> **Exercise**
Repeat every line of the listing below word for word, but leave the pictures out of your answer.

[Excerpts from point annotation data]
###
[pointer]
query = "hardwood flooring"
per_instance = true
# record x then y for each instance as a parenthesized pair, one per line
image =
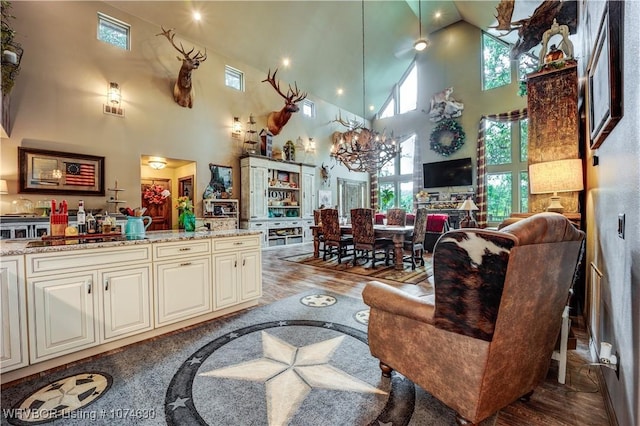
(579, 402)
###
> **Solution**
[pointer]
query = "hardwood flooring"
per_instance = true
# record x then y for each instance as a parenthesized pair, one per line
image =
(579, 402)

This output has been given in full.